- **WRITTEN REQUEST**:
Render every line of the data below as a numbered list, omitting blank lines and leaving out the pictures.

- **RECORDS SUPPLIED**:
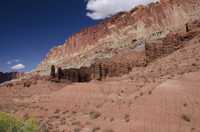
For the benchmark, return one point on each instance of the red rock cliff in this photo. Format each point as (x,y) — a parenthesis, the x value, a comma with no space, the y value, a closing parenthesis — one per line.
(136,23)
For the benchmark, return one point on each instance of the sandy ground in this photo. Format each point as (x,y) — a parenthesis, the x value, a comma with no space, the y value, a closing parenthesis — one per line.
(150,99)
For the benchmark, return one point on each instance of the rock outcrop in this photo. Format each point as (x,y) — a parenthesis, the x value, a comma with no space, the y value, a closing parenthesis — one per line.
(172,42)
(11,75)
(137,23)
(73,75)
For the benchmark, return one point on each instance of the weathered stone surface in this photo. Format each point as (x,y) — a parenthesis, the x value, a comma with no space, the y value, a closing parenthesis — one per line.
(114,68)
(171,43)
(77,75)
(192,25)
(9,76)
(134,24)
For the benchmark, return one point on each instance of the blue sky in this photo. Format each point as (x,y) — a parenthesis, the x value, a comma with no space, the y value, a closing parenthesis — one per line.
(30,28)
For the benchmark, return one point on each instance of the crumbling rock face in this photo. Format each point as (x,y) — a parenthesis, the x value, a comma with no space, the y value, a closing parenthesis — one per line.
(74,75)
(138,22)
(171,43)
(26,82)
(99,70)
(192,25)
(11,75)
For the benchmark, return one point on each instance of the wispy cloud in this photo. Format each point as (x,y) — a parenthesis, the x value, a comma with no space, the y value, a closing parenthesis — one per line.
(9,62)
(16,60)
(101,9)
(18,66)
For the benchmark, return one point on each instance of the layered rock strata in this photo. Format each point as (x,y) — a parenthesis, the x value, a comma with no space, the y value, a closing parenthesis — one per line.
(172,42)
(137,23)
(11,75)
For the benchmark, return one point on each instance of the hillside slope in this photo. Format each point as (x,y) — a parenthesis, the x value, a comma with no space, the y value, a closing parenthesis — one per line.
(142,23)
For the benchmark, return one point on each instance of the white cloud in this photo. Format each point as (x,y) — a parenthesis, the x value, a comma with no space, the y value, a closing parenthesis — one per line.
(16,60)
(18,66)
(9,62)
(101,9)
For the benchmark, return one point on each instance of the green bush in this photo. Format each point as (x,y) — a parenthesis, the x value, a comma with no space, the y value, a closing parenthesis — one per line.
(11,123)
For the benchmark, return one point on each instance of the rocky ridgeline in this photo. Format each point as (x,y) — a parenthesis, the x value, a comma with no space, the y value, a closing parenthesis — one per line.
(172,42)
(140,22)
(117,67)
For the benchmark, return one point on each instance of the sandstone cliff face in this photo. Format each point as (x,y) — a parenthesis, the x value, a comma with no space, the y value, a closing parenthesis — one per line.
(9,76)
(139,22)
(172,42)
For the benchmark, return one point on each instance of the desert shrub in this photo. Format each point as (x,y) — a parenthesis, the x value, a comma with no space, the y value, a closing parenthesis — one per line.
(77,129)
(111,119)
(94,114)
(108,130)
(52,71)
(57,111)
(150,91)
(126,116)
(60,73)
(185,117)
(96,128)
(11,123)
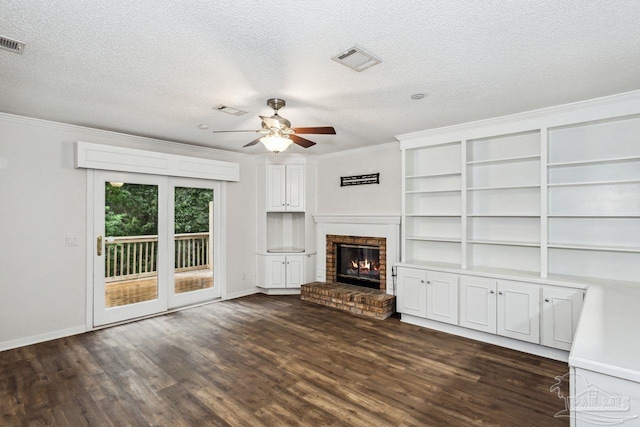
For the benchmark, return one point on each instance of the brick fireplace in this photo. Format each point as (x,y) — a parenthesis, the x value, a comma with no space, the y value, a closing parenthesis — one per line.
(333,242)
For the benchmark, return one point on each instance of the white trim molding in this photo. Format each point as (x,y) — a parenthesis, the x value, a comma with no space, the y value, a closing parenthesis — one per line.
(113,158)
(623,104)
(357,219)
(35,339)
(386,226)
(359,150)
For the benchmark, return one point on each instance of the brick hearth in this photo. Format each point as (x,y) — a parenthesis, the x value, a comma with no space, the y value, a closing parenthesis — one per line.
(355,299)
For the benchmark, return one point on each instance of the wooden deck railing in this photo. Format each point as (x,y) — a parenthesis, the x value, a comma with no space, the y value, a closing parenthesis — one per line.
(134,257)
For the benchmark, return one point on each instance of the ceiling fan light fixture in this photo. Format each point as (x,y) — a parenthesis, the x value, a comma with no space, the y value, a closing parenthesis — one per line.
(276,144)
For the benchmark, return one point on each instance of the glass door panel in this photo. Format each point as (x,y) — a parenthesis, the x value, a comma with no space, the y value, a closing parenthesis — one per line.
(129,247)
(194,242)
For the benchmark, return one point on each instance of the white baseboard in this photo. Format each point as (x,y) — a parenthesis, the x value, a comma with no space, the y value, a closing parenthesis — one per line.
(54,335)
(242,293)
(280,291)
(526,347)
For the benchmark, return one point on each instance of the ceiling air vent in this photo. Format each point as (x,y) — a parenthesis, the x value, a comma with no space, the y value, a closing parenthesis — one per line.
(11,45)
(229,110)
(356,58)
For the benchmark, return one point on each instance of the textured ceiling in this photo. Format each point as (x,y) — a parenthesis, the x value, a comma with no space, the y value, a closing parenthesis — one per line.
(157,67)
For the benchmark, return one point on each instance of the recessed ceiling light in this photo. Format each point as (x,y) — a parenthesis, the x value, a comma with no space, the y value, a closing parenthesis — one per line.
(229,110)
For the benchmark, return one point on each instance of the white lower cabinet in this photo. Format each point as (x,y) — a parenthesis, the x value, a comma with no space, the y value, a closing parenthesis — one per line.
(478,303)
(519,311)
(560,313)
(284,271)
(531,312)
(442,297)
(502,307)
(412,292)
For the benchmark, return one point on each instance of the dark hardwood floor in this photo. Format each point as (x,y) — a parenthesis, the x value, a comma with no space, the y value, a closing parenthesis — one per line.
(274,361)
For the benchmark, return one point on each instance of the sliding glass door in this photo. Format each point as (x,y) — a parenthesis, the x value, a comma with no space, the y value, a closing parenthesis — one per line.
(156,244)
(194,243)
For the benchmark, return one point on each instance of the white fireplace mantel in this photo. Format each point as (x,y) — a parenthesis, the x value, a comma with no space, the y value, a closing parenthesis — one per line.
(387,226)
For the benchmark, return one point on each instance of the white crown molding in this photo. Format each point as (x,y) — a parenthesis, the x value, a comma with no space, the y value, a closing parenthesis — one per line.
(357,219)
(31,121)
(526,118)
(361,150)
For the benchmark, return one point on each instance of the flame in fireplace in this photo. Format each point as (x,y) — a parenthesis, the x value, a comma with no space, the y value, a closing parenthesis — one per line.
(365,265)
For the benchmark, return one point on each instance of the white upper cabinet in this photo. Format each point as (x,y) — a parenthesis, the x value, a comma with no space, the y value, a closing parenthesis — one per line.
(519,311)
(276,188)
(295,188)
(412,292)
(285,188)
(442,297)
(560,313)
(478,303)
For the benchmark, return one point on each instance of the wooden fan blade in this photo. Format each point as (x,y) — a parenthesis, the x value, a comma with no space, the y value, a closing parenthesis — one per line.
(254,142)
(229,131)
(322,130)
(301,141)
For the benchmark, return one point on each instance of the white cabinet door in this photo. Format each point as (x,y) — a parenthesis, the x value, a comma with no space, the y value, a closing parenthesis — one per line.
(295,188)
(560,313)
(519,311)
(295,270)
(478,303)
(276,272)
(442,297)
(276,188)
(412,292)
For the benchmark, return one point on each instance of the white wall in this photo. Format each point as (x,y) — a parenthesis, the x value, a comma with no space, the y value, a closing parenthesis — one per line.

- **FULL OUTPUT**:
1. For the benchmark, return one point on each instance of the red rock cliff in this photo. Format each point as (x,y) — a parenthesis, the x value, a comma with no space, the y value, a closing parenthesis — one per line.
2. (136,23)
3. For the benchmark, return one point on each instance of the sandy ground in this photo. Format each point as (x,y) — a parenthesis, the x value, a comma with no space, the y value, a closing parenthesis — one per line.
4. (150,99)
5. For the benchmark, return one point on each instance of the rock outcrop in this photo. Format each point as (x,y) — a parenthesis, the x value, a comma with no space, the y value, a closing parenthesis — one per line.
6. (172,42)
7. (11,75)
8. (137,23)
9. (73,75)
10. For the benchmark, return one point on each instance of the weathered stone surface in this photo. Format each point as (x,y) — a parenthesis, the x value, a comma with no space, the y value, a closing parenthesis — one per line.
11. (114,68)
12. (171,43)
13. (77,75)
14. (192,25)
15. (9,76)
16. (134,24)
17. For the benchmark, return one point on each instance of the blue sky in this photo. Format each point as (x,y) — a parenthesis, the x value, a comma with no space, the y value, a closing parenthesis — one per line.
18. (30,28)
19. For the benchmark, return one point on each instance of the crumbling rock face in this photo. Format each point as (x,y) — a parenthesis, the x value, a comma with no space, the y value, a closing parenthesis — one per line.
20. (74,75)
21. (138,22)
22. (171,43)
23. (26,82)
24. (99,70)
25. (192,25)
26. (11,75)
27. For the benchmark, return one point on each instance of the wispy cloud in this photo. Format each point as (x,y) — a parenthesis, the x value, a comma with no space, the y value, a closing parenthesis — one per line.
28. (9,62)
29. (16,60)
30. (101,9)
31. (18,66)
32. For the benchmark, return one point on each instance of the layered rock strata in this photo. Format each point as (x,y) — a parenthesis, the x value, a comma with no space, the y value, a closing parenthesis — one per line.
33. (172,42)
34. (137,23)
35. (11,75)
36. For the benchmark, return one point on each instance of the hillside slope in this photo. Format each point as (x,y) — a parenthesis, the x value, a comma with no space, the y value, a closing parenthesis — one per line.
37. (142,23)
38. For the benchmark, return one point on each instance of the white cloud in this photo. Format each point as (x,y) — a parenthesis, the x value, a comma with no space, the y value, a closing parenthesis — one per line.
39. (16,60)
40. (18,66)
41. (9,62)
42. (101,9)
43. For the benchmark, return one point on each instance of the green bush in this photo. Format each point as (x,y) — a parenthesis, the x value, a comma with no space, the y value, a closing parenthesis — one per line.
44. (11,123)
45. For the benchmark, return one point on each instance of the rocky ridgeline in this photo. Format each point as (x,y) — a parenthesis, the x value, a comma with no space, the y value, a closing parenthesis — one per line.
46. (172,42)
47. (140,22)
48. (117,67)
49. For the benchmark, return one point on each instance of the sandstone cliff face in this photo. Format each point as (x,y) — a parenthesis, the x value, a comma with no space, the y value, a closing parenthesis — one per line.
50. (9,76)
51. (139,22)
52. (172,42)
53. For the benchmark, return one point on each instance of the desert shrub in this photo. Format each point as (x,y) — a parenthesis, the x value, a comma with no space, the y value, a closing parenthesis — one per line.
54. (77,129)
55. (111,119)
56. (94,114)
57. (108,130)
58. (52,71)
59. (57,111)
60. (150,91)
61. (126,116)
62. (60,73)
63. (185,117)
64. (96,128)
65. (11,123)
66. For the benchmark, return one point on each instance of the brick fireplace in this photo. Format each point as (x,y) — a parenthesis, the x value, a comma with no space, the y value, a closing parenthesis — one per line.
67. (333,242)
68. For the benchmark, return one point on each instance of the white trim molding in this photo. Format each point as (x,y) — a parenthesis, the x value, a comma with no space, the y value, a closing parenthesis — one per line.
69. (113,158)
70. (623,104)
71. (357,219)
72. (35,339)
73. (386,226)
74. (359,150)
75. For the benchmark, return one point on each instance of the brick hearth in this photo. Format each point as (x,y) — a parenthesis, the x value, a comma with no space, the y value, a closing parenthesis — one per line.
76. (355,299)
77. For the benchmark, return one point on each instance of the wooden deck railing in this photo. Format each point as (x,y) — a parenthesis, the x value, a comma with no space, the y value, a closing parenthesis — one per line.
78. (134,257)
79. For the benchmark, return one point on each instance of the ceiling fan light fixture in this photo. Format each point as (x,y) — a parenthesis, the x value, a comma with no space, the y value, a closing parenthesis — one per line.
80. (276,144)
81. For the benchmark, return one point on each instance of the glass door panel in this photo. Format each point as (x,y) — a parenthesis, the x value, a comma with no space, the y value, a closing parenthesis — one per line.
82. (129,247)
83. (194,242)
84. For the benchmark, return one point on each instance of the white baseboard in this photo. Format each point as (x,y) — a parenthesis, the x value, a comma with no space, the y value, a closing parenthesis — one per line.
85. (54,335)
86. (242,293)
87. (280,291)
88. (526,347)
89. For the benchmark, return one point on each instance of the ceiling air vent in this photo. Format each point as (x,y) — a parenthesis, the x value, a comma with no space, the y value, a closing parenthesis — one per line.
90. (11,45)
91. (229,110)
92. (356,58)
93. For the benchmark, return one point on each instance of the textured ceiling in this photo. Format each point as (x,y) — a parenthesis, the x value, a comma with no space, the y value, a closing parenthesis — one per line.
94. (157,67)
95. For the benchmark, return one point on each instance of the recessed ceiling light in this photo. Format each point as (x,y) — a parenthesis, the x value, a comma with no space, the y value, a closing parenthesis — one per line.
96. (229,110)
97. For the benchmark, return one point on each instance of the white lower cabinet in this photo. Format each point as (x,y) — a parenthesis, the x value, a comma with no space, the y value, a closing parenthesis — one per line.
98. (478,303)
99. (519,311)
100. (560,313)
101. (284,271)
102. (531,312)
103. (442,297)
104. (502,307)
105. (412,292)
106. For the benchmark, return one point on each instance of the dark hardwood floor in this photo. Format each point as (x,y) — a parenthesis, the x value, a comma with no space, the y value, a closing parenthesis — one per line.
107. (274,361)
108. For the benchmark, return one point on each instance of the sliding glass door in this photo. Format each point as (x,y) — a parenthesis, the x value, a comma with no space, the y value, a closing parenthesis — one per line.
109. (156,244)
110. (194,243)
111. For the benchmark, return one point on each instance of the white fireplace mantel in this photo. Format each point as (x,y) — a parenthesis, the x value, a comma with no space, the y value, a closing parenthesis — one per line.
112. (387,226)
113. For the benchmark, return one point on each instance of the white crown molding in this photo. Format each point as (x,y) — a parenthesis, the x value, a comma with no space, the y value, a closing parenthesis — one per line.
114. (357,219)
115. (31,121)
116. (526,118)
117. (361,150)
118. For the benchmark, return one point on each instance of the flame in fireplace in this photo. Format each point as (x,y) — a parenthesis, the x value, a comma with no space, the y value, a closing parenthesis — one per line.
119. (365,265)
120. For the benchmark, return one point on each instance of the white upper cabinet in this photo. Format each point as (x,y) — a parenthesis, the x value, a comma with no space, the y value, a closing parenthesis — one per line.
121. (519,311)
122. (276,188)
123. (295,188)
124. (412,292)
125. (285,188)
126. (442,297)
127. (560,313)
128. (478,303)
129. For the benchmark, return one point on each instance of the wooden fan blade in this photo. Format each point as (x,y) — a parenthesis, the x value, a comma with no space, the y value, a closing parenthesis — one per line.
130. (254,142)
131. (229,131)
132. (322,130)
133. (301,141)
134. For the benchmark, return one point on each instance of the white cabinet door in this photo. Format each point as (x,y) — a parenthesis, the x value, a comma with no space, the y value, a closing parenthesis — one per line.
135. (295,188)
136. (560,313)
137. (519,311)
138. (295,270)
139. (478,303)
140. (276,272)
141. (442,297)
142. (276,188)
143. (412,292)
144. For the benchmark, return one point on each instance of the white wall in this photo. Format each point as (x,y) — a parenthesis, the x value, a comma with no space, the y value, a closing parenthesis — one per line.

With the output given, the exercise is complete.